┌────────

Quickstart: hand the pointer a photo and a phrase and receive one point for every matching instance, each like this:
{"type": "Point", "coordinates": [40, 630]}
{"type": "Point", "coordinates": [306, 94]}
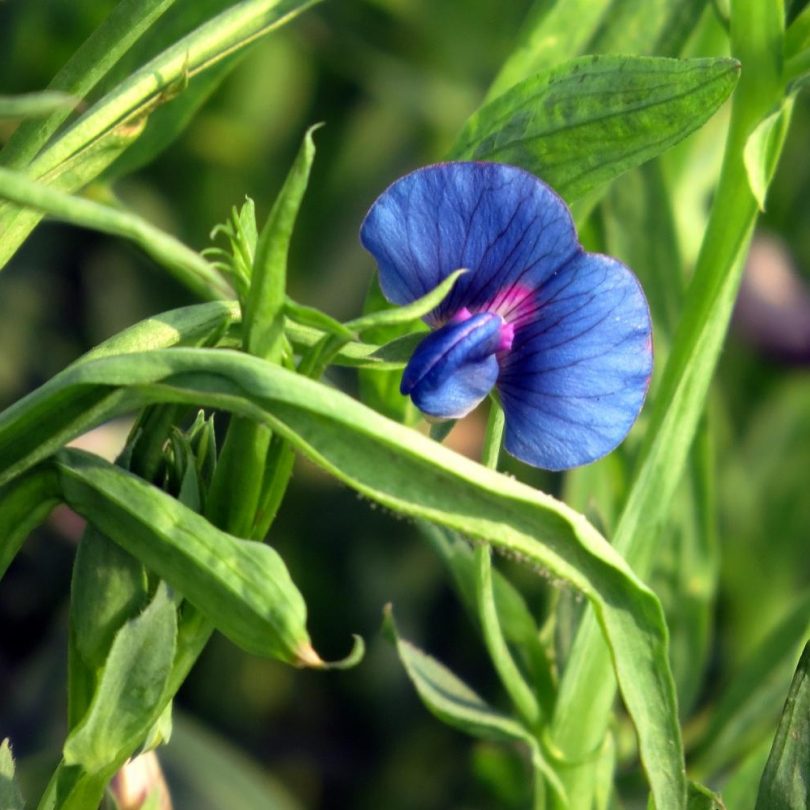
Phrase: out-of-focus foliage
{"type": "Point", "coordinates": [394, 81]}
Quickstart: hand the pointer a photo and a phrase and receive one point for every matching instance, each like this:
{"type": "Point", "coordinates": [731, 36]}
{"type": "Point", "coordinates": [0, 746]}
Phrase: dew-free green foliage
{"type": "Point", "coordinates": [611, 582]}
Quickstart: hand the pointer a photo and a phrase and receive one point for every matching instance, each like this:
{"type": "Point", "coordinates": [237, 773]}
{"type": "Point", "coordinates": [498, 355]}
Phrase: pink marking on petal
{"type": "Point", "coordinates": [507, 336]}
{"type": "Point", "coordinates": [514, 304]}
{"type": "Point", "coordinates": [462, 315]}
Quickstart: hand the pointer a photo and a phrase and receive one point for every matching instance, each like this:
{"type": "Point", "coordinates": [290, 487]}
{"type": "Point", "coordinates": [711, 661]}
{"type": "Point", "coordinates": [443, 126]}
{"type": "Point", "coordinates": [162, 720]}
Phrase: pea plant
{"type": "Point", "coordinates": [484, 294]}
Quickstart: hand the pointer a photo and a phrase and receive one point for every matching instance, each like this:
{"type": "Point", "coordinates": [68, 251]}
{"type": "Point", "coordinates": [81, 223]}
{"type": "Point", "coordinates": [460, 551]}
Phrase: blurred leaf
{"type": "Point", "coordinates": [380, 389]}
{"type": "Point", "coordinates": [740, 789]}
{"type": "Point", "coordinates": [640, 231]}
{"type": "Point", "coordinates": [388, 463]}
{"type": "Point", "coordinates": [511, 677]}
{"type": "Point", "coordinates": [71, 175]}
{"type": "Point", "coordinates": [207, 773]}
{"type": "Point", "coordinates": [169, 119]}
{"type": "Point", "coordinates": [517, 622]}
{"type": "Point", "coordinates": [701, 798]}
{"type": "Point", "coordinates": [10, 798]}
{"type": "Point", "coordinates": [131, 687]}
{"type": "Point", "coordinates": [126, 108]}
{"type": "Point", "coordinates": [763, 147]}
{"type": "Point", "coordinates": [88, 65]}
{"type": "Point", "coordinates": [242, 587]}
{"type": "Point", "coordinates": [562, 29]}
{"type": "Point", "coordinates": [786, 781]}
{"type": "Point", "coordinates": [581, 124]}
{"type": "Point", "coordinates": [450, 699]}
{"type": "Point", "coordinates": [748, 706]}
{"type": "Point", "coordinates": [35, 105]}
{"type": "Point", "coordinates": [184, 263]}
{"type": "Point", "coordinates": [24, 503]}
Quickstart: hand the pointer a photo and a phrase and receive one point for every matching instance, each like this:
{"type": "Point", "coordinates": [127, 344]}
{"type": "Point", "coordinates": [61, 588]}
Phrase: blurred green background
{"type": "Point", "coordinates": [393, 80]}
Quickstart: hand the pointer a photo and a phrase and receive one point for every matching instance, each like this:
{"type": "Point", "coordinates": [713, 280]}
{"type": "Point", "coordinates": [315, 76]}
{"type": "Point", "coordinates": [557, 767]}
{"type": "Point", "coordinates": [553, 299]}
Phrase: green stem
{"type": "Point", "coordinates": [494, 435]}
{"type": "Point", "coordinates": [184, 263]}
{"type": "Point", "coordinates": [588, 687]}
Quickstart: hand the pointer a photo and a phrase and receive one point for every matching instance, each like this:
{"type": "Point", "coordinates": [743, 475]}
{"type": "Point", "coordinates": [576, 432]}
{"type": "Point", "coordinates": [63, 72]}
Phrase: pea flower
{"type": "Point", "coordinates": [563, 335]}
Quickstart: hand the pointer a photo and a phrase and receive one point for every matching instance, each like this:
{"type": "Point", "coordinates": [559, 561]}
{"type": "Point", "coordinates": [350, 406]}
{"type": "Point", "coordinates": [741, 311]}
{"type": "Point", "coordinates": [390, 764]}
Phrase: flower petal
{"type": "Point", "coordinates": [500, 222]}
{"type": "Point", "coordinates": [455, 367]}
{"type": "Point", "coordinates": [576, 377]}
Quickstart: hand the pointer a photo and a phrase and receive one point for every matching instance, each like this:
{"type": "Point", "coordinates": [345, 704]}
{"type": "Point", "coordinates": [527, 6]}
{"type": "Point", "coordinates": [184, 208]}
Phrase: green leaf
{"type": "Point", "coordinates": [586, 693]}
{"type": "Point", "coordinates": [130, 690]}
{"type": "Point", "coordinates": [516, 620]}
{"type": "Point", "coordinates": [242, 587]}
{"type": "Point", "coordinates": [581, 124]}
{"type": "Point", "coordinates": [396, 467]}
{"type": "Point", "coordinates": [562, 29]}
{"type": "Point", "coordinates": [763, 147]}
{"type": "Point", "coordinates": [10, 798]}
{"type": "Point", "coordinates": [71, 175]}
{"type": "Point", "coordinates": [519, 691]}
{"type": "Point", "coordinates": [399, 316]}
{"type": "Point", "coordinates": [184, 263]}
{"type": "Point", "coordinates": [786, 781]}
{"type": "Point", "coordinates": [24, 503]}
{"type": "Point", "coordinates": [123, 111]}
{"type": "Point", "coordinates": [379, 389]}
{"type": "Point", "coordinates": [701, 798]}
{"type": "Point", "coordinates": [35, 105]}
{"type": "Point", "coordinates": [109, 587]}
{"type": "Point", "coordinates": [263, 322]}
{"type": "Point", "coordinates": [209, 773]}
{"type": "Point", "coordinates": [450, 699]}
{"type": "Point", "coordinates": [751, 701]}
{"type": "Point", "coordinates": [94, 59]}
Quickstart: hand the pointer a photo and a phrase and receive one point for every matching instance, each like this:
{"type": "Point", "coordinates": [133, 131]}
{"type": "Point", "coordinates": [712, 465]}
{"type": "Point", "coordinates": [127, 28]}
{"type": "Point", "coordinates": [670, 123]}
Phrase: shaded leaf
{"type": "Point", "coordinates": [762, 150]}
{"type": "Point", "coordinates": [242, 587]}
{"type": "Point", "coordinates": [562, 29]}
{"type": "Point", "coordinates": [785, 783]}
{"type": "Point", "coordinates": [410, 474]}
{"type": "Point", "coordinates": [581, 124]}
{"type": "Point", "coordinates": [131, 687]}
{"type": "Point", "coordinates": [35, 105]}
{"type": "Point", "coordinates": [10, 797]}
{"type": "Point", "coordinates": [24, 504]}
{"type": "Point", "coordinates": [450, 699]}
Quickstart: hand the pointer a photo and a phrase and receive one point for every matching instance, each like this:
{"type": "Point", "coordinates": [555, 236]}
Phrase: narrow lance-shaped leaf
{"type": "Point", "coordinates": [564, 29]}
{"type": "Point", "coordinates": [91, 62]}
{"type": "Point", "coordinates": [24, 503]}
{"type": "Point", "coordinates": [581, 124]}
{"type": "Point", "coordinates": [242, 587]}
{"type": "Point", "coordinates": [408, 473]}
{"type": "Point", "coordinates": [35, 105]}
{"type": "Point", "coordinates": [455, 703]}
{"type": "Point", "coordinates": [127, 105]}
{"type": "Point", "coordinates": [586, 691]}
{"type": "Point", "coordinates": [785, 783]}
{"type": "Point", "coordinates": [10, 798]}
{"type": "Point", "coordinates": [131, 686]}
{"type": "Point", "coordinates": [263, 313]}
{"type": "Point", "coordinates": [511, 677]}
{"type": "Point", "coordinates": [184, 263]}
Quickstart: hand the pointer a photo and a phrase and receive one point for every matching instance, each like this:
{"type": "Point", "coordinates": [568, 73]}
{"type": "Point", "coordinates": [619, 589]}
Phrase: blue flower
{"type": "Point", "coordinates": [563, 335]}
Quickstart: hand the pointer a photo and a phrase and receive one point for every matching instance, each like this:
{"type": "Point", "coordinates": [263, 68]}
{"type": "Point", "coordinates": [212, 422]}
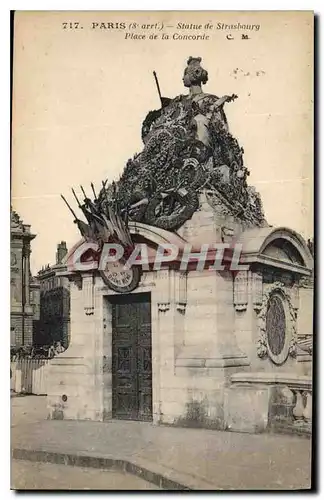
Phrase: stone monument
{"type": "Point", "coordinates": [165, 344]}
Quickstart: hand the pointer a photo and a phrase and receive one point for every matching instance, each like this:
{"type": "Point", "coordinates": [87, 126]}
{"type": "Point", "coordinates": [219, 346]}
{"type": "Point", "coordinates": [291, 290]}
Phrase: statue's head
{"type": "Point", "coordinates": [194, 74]}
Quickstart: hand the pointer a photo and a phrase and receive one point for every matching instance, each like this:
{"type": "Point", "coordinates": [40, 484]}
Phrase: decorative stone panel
{"type": "Point", "coordinates": [181, 291]}
{"type": "Point", "coordinates": [287, 316]}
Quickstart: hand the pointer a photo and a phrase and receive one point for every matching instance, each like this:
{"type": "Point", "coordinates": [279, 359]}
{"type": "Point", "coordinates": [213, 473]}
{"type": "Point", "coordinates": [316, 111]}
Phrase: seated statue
{"type": "Point", "coordinates": [187, 148]}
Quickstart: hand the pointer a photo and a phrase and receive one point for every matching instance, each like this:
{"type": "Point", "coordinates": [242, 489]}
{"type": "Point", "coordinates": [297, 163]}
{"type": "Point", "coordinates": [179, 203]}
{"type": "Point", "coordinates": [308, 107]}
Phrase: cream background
{"type": "Point", "coordinates": [80, 97]}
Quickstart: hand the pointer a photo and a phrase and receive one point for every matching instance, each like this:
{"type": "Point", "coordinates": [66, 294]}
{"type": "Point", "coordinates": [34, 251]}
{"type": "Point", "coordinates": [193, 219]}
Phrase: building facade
{"type": "Point", "coordinates": [24, 291]}
{"type": "Point", "coordinates": [201, 344]}
{"type": "Point", "coordinates": [54, 324]}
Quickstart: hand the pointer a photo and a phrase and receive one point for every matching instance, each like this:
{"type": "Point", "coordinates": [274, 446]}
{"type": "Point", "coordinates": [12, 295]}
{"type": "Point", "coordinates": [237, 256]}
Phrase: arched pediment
{"type": "Point", "coordinates": [276, 245]}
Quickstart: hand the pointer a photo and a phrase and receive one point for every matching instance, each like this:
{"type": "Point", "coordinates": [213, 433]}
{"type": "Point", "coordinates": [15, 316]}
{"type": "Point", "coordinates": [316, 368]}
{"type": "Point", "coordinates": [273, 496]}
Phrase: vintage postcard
{"type": "Point", "coordinates": [162, 250]}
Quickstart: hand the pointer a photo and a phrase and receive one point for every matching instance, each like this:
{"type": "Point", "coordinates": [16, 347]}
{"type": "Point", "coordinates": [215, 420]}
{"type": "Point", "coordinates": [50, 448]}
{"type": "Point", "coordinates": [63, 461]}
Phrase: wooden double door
{"type": "Point", "coordinates": [132, 357]}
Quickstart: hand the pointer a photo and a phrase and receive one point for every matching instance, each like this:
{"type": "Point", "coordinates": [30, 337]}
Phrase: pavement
{"type": "Point", "coordinates": [172, 458]}
{"type": "Point", "coordinates": [26, 475]}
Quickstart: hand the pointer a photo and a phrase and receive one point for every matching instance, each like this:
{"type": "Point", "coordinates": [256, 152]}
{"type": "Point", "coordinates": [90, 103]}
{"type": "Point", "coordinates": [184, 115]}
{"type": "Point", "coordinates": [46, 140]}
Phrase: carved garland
{"type": "Point", "coordinates": [262, 341]}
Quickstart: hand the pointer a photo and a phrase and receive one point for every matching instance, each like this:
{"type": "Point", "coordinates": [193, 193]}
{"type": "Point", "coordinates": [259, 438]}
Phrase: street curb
{"type": "Point", "coordinates": [164, 478]}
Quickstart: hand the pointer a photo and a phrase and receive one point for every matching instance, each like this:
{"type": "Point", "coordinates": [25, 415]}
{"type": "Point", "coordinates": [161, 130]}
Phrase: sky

└────────

Which lines in the listing above contain the string "blurred"? Extract every one of them, treating uppercase and lowercase as different.

**Finished task:**
Phrase: blurred leaf
Phrase: blurred green background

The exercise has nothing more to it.